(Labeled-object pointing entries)
=====

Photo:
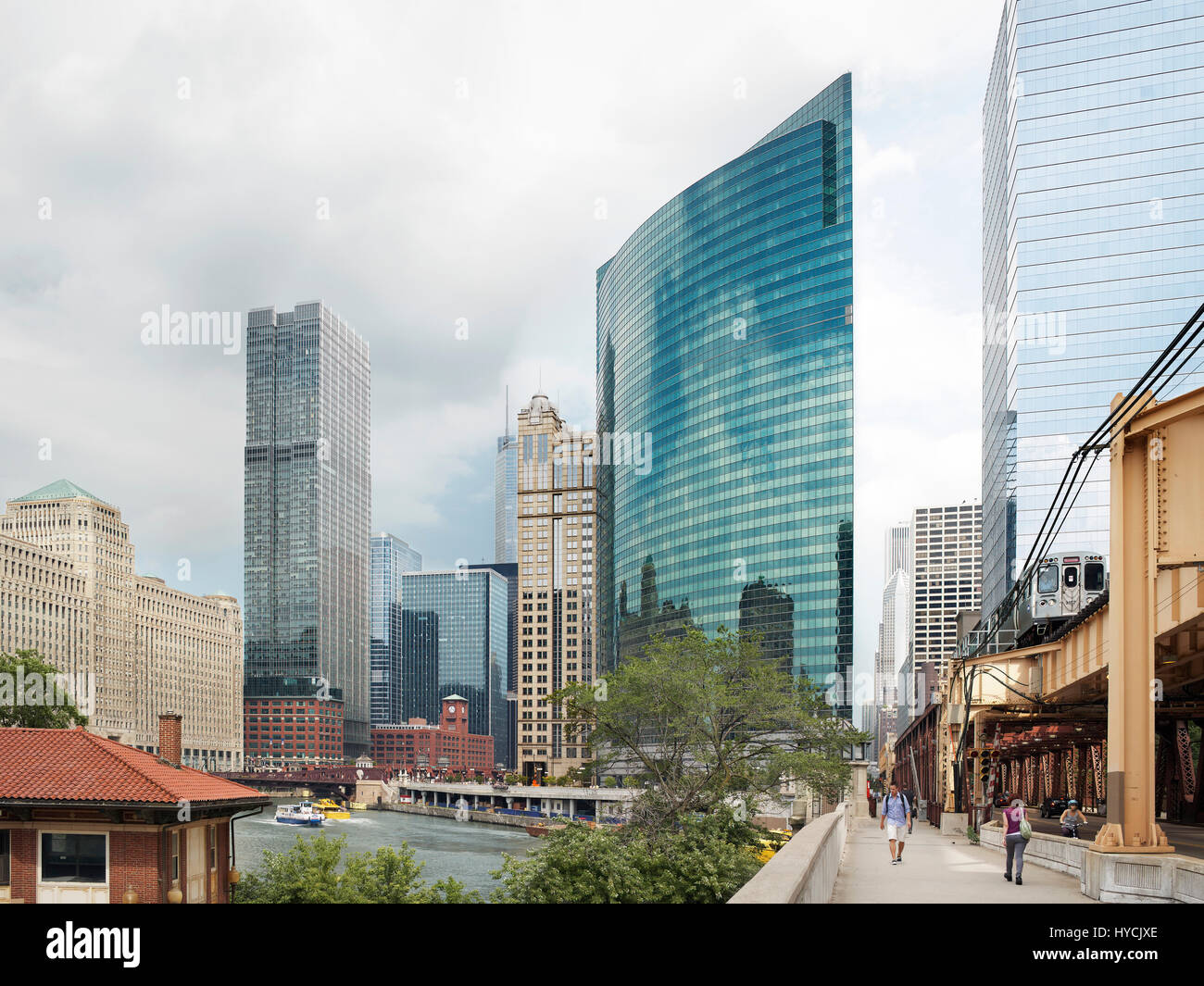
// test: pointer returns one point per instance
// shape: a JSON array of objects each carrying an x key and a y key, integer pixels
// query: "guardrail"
[{"x": 805, "y": 870}]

=====

### Problem to work on
Rewrite every line of the listing above as a Markdown table with the columns "Row" and "Line Text." Omit blank lines and leave out the pictures.

### Answer to this task
| Row | Line Text |
|---|---|
| 1 | Photo: |
| 2 | // test: pointer returns one point per instance |
| 3 | // shape: a JSON array of objects each carrying an x key and a y key, integer pixels |
| 4 | // query: "guardrail" |
| 5 | [{"x": 805, "y": 870}] |